---- Selected text

The AO rejected the assessee’s claim, observing, inter alia, in para 4.5 as under:
4.5 In earlier years, on account of additions made by the Assessing Officers, relief was allowed by the CIT(A). Revenue has challenged the findings of CIT(A), before the Hon'ble ITAT. As such to hold the validity of issue, the expense on account of provisions for post retirement benefits is not allowed as an eligible expense. In view of the above, amount of Rs. 13892020/- debited to the profit and loss account is not allowed and is hereby disallowed while computing total income of the assessee company.
In appeal, the ld. CIT(A) allowed the assessee’s claim by observing as under:
“6.3. On the same issue the AO in the previous year had also disallowed the claim of the appellant. The Ld. CIT(A) had allowed the claim stating as under:
“The main issue to be decided in this appeal is whether the provision of Rs.1,15,45,360/- is an ascertained liability or contingent liability. "Since the appellant had already filed a copy of actuarial valuation as on 31.03.2008 before the AO on 24.12.2010, the AO's stand that this is not an ascertained liability is not correct. The Supreme Court decision mentioned above in the case of M/s Bharat Earthmovers is clearly applicable to the facts of this case, while the case laws mentioned by the AO are clearly distinguishable. It was also pointed out by the appellant's AR in his letter dated 15.09.2011 that the AO had allowed in this assessment year itself similar liabilities based on actuarial valuation on gratuity and leave encashment provision s: Further it was pointed out that on the principle of consistency this provision needs to be allowed as similar provision for post retirement medical benefits was allowed in scrutiny assessments for A.Y. 2006-07 and 2007- 08. Therefore, this provision of Rs.1,15,45,360/- towards post retirement medical benefits is also an allowable deduction u/s 37(1) of the I.T. Act, 1961 and hence is allowed and thus the ground No.2 is fully allowed.” 6.4. I am of the view that the appellant has correctly claimed the amount of Rs. 1,38,92,020/- as an expense. The liability is an ascertained liability and therefore allowable. The addition of Rs. 1,38,92,020/- is deleted.”

--------
---- Data

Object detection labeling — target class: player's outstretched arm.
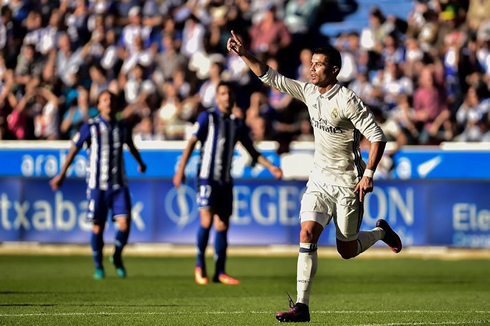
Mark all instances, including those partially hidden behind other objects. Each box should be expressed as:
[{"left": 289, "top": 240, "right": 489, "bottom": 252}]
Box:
[
  {"left": 172, "top": 136, "right": 198, "bottom": 189},
  {"left": 354, "top": 142, "right": 386, "bottom": 202},
  {"left": 49, "top": 145, "right": 80, "bottom": 191},
  {"left": 226, "top": 31, "right": 267, "bottom": 76}
]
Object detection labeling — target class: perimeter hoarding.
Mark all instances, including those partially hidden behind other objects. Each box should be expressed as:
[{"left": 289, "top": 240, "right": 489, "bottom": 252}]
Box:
[{"left": 0, "top": 178, "right": 490, "bottom": 248}]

--------

• [Exercise brief]:
Reproduce the tax appeal passage, everything from "The AO rejected" down to "the assessee company.", swapping "Revenue" for "the Department".

• [Written response]:
The AO rejected the assessee’s claim, observing, inter alia, in para 4.5 as under:
4.5 In earlier years, on account of additions made by the Assessing Officers, relief was allowed by the CIT(A). the Department has challenged the findings of CIT(A), before the Hon'ble ITAT. As such to hold the validity of issue, the expense on account of provisions for post retirement benefits is not allowed as an eligible expense. In view of the above, amount of Rs. 13892020/- debited to the profit and loss account is not allowed and is hereby disallowed while computing total income of the assessee company.